Pick out every line in the entries below that contains the word "dark", and copy each of those lines.

* start Data supplied *

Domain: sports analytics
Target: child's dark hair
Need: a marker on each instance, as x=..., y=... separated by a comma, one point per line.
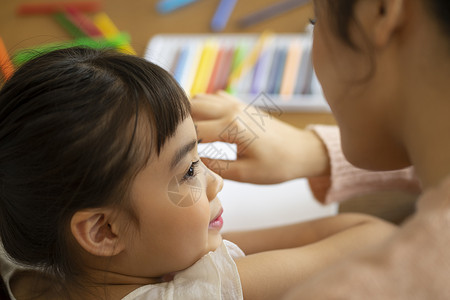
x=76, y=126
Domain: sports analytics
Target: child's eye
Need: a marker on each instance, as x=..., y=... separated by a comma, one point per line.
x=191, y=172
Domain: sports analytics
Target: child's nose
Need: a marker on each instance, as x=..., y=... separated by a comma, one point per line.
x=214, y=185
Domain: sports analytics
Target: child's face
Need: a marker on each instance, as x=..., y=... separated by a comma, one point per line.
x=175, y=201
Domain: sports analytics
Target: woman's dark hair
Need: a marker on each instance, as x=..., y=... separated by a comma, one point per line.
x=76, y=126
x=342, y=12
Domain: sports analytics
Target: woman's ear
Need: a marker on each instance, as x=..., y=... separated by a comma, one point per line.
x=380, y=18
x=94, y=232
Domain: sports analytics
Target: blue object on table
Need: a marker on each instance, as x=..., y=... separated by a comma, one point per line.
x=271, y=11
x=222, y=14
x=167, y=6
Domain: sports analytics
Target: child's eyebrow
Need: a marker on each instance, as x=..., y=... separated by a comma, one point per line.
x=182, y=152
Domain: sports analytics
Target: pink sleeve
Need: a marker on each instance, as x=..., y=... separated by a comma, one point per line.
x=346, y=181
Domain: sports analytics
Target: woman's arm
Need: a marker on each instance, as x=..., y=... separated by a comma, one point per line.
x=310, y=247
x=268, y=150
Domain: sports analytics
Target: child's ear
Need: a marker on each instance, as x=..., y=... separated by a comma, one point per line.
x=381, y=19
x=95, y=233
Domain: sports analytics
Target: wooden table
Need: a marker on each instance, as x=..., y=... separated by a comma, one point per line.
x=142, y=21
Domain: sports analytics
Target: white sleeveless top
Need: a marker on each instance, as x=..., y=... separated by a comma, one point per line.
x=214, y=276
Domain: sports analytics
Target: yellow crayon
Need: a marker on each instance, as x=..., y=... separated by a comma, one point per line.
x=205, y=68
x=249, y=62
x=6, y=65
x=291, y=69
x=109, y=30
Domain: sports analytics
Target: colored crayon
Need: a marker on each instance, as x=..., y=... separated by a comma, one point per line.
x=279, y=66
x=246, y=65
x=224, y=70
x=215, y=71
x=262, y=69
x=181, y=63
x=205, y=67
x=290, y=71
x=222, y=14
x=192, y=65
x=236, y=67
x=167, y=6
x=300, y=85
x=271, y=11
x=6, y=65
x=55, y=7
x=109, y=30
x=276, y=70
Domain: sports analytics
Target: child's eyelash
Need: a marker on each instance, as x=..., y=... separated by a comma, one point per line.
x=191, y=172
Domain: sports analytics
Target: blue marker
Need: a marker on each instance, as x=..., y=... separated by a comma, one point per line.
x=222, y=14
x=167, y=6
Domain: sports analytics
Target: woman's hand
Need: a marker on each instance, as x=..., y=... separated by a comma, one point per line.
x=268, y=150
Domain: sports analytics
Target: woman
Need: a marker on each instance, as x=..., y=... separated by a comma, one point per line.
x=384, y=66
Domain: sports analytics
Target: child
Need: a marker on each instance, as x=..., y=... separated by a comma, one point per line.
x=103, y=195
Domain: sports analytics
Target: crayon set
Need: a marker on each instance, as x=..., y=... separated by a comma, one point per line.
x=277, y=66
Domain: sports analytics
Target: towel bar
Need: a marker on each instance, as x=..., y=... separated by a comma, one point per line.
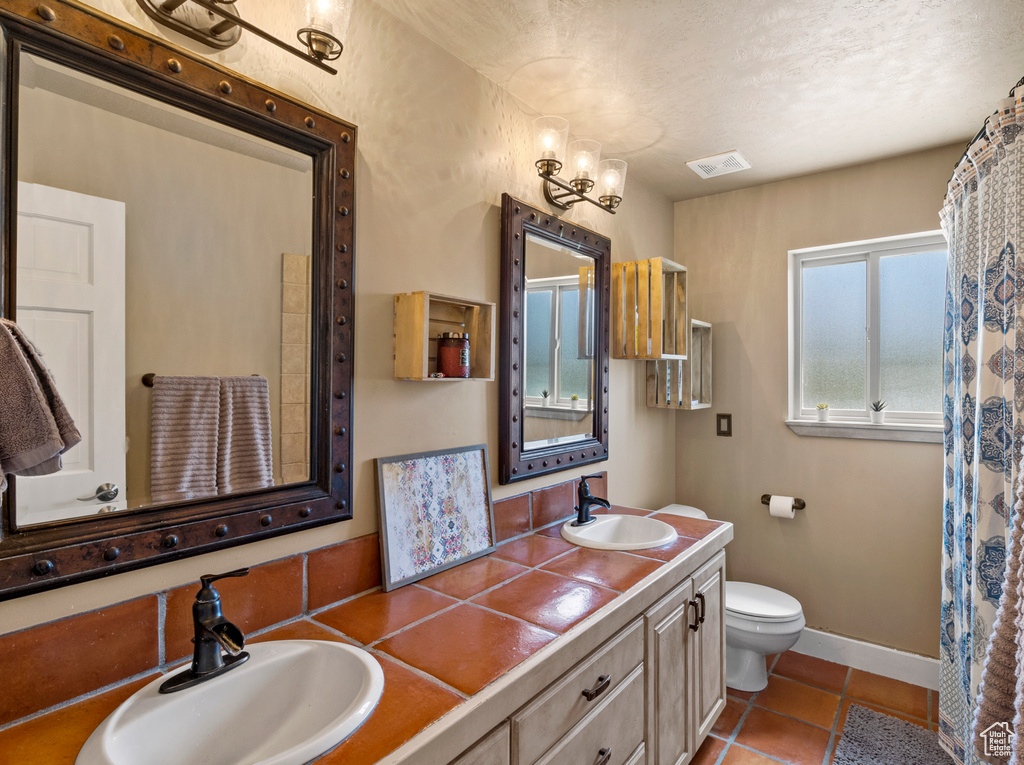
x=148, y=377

* end Data supplied *
* start Data supplied *

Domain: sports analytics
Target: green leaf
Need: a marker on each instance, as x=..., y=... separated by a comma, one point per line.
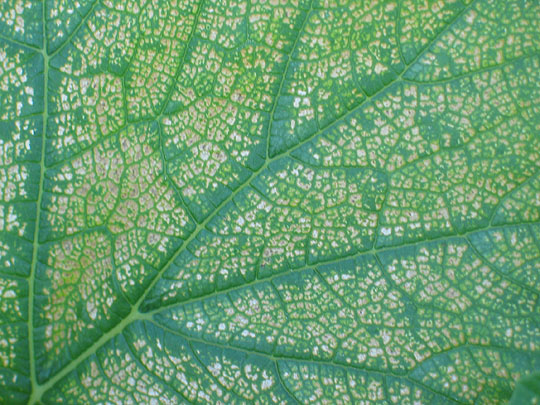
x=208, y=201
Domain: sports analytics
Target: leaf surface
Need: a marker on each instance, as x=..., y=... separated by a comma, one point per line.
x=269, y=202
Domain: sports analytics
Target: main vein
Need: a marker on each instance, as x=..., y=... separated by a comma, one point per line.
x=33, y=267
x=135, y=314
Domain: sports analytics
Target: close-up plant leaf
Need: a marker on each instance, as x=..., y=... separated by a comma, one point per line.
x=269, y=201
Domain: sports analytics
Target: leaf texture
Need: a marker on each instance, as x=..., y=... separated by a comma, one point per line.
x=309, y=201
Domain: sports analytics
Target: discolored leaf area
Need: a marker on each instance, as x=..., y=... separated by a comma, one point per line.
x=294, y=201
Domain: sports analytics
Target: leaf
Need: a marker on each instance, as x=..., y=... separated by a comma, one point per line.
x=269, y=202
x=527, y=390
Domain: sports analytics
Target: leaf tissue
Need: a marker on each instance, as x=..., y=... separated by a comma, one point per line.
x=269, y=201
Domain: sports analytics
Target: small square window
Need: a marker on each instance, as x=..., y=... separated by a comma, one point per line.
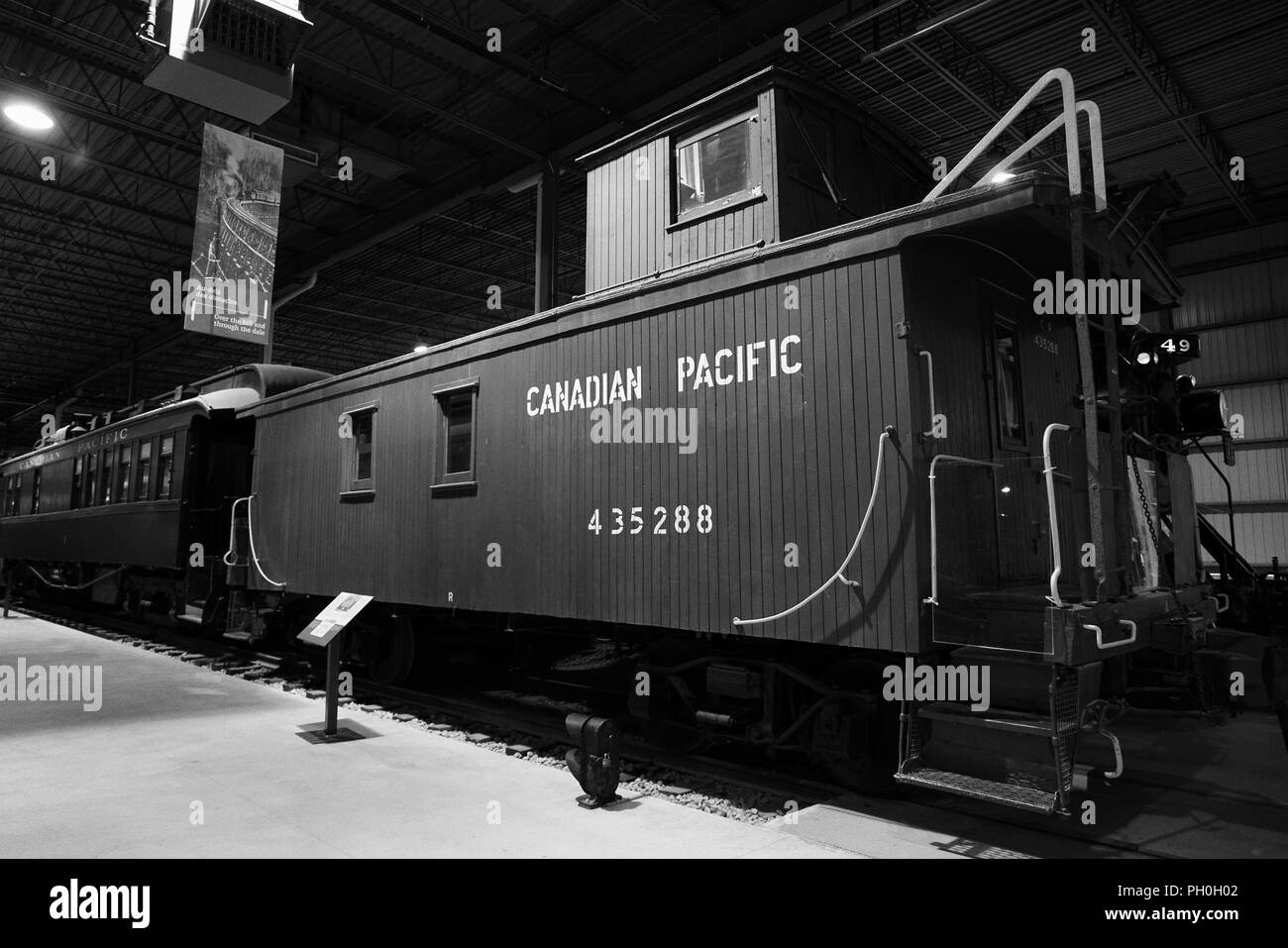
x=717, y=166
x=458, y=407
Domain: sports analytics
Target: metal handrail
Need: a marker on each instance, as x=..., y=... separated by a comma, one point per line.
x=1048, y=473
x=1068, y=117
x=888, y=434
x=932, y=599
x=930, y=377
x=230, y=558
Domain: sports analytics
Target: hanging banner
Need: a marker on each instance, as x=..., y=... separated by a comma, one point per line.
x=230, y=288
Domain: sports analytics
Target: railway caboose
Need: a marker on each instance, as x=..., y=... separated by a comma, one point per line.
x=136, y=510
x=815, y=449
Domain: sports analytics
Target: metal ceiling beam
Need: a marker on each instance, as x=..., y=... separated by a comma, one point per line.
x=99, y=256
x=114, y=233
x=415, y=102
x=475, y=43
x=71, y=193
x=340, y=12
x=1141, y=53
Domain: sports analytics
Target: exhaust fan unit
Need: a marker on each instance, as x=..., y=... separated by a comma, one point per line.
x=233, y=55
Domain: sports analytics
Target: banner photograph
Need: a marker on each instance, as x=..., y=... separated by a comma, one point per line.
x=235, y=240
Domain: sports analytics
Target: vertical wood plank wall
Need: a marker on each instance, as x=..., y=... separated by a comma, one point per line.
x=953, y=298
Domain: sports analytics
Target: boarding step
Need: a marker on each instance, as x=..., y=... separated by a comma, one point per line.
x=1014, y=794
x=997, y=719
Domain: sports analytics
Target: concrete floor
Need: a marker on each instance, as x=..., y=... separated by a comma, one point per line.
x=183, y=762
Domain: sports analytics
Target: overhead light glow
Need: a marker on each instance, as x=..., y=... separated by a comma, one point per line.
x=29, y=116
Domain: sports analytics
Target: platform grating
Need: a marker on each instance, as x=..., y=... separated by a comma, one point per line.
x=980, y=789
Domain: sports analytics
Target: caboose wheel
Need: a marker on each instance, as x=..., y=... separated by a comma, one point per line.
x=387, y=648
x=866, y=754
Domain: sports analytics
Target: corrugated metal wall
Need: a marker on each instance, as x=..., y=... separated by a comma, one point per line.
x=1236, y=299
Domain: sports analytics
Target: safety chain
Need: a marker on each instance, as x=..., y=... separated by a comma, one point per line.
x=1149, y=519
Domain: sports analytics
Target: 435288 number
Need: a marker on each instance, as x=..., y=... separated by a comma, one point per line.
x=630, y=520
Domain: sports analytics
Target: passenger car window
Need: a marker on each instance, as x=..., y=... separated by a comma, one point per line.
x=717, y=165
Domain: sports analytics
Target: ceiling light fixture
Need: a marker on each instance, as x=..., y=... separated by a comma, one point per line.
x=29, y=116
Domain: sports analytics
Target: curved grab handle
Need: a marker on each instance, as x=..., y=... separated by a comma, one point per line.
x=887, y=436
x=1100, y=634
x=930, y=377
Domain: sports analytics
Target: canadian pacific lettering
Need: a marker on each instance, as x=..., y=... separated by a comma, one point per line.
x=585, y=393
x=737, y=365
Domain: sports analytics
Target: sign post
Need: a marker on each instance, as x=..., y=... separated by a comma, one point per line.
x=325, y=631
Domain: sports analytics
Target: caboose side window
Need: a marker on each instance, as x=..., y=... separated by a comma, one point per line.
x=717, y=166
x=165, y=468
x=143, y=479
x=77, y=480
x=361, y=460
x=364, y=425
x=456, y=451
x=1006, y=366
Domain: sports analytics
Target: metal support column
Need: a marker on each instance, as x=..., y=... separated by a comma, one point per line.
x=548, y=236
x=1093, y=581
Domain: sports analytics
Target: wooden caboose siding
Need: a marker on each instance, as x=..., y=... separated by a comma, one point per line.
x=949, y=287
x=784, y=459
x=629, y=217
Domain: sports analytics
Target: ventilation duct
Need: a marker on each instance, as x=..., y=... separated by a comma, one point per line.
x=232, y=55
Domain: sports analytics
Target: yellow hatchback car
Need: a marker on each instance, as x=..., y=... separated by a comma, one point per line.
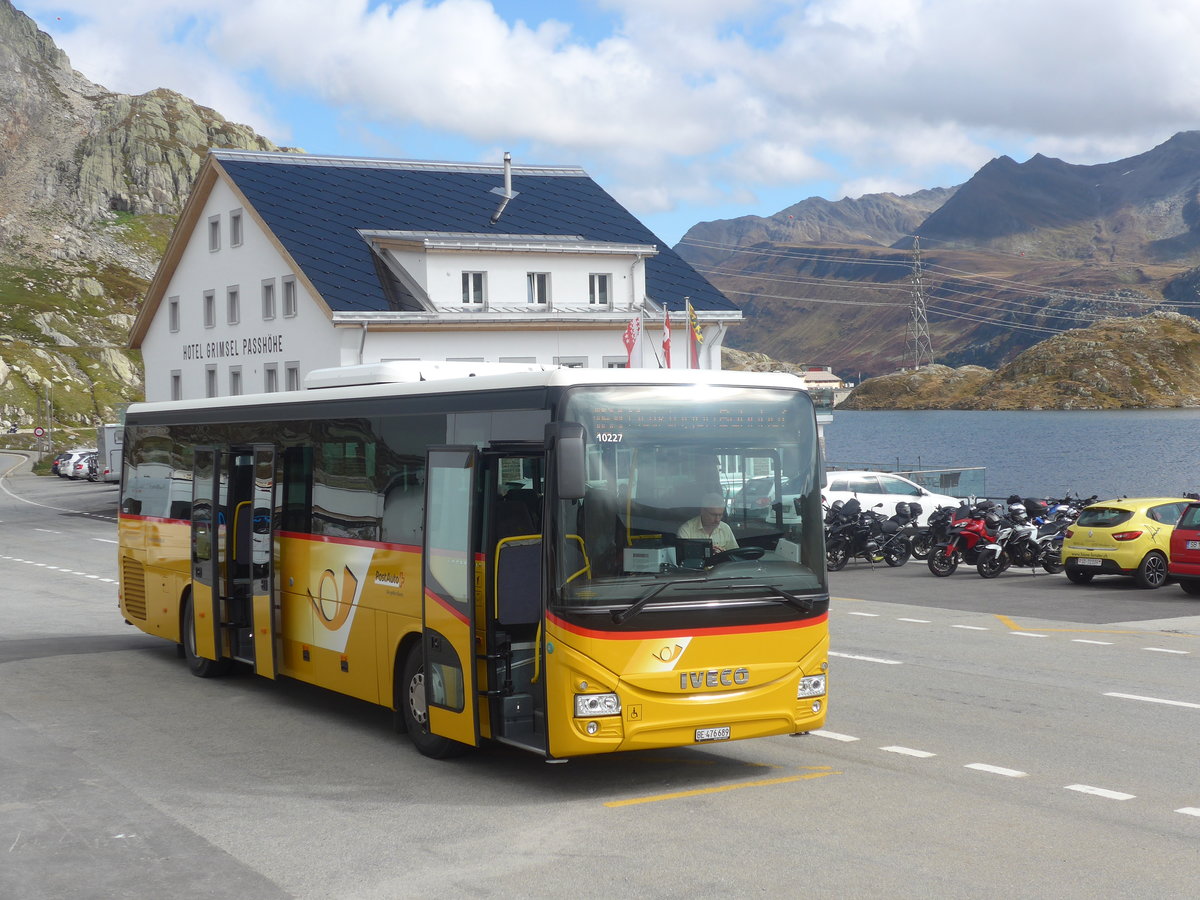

* end Data supplied *

• _Response_:
Target: child's dark hair
Target: woman's dark hair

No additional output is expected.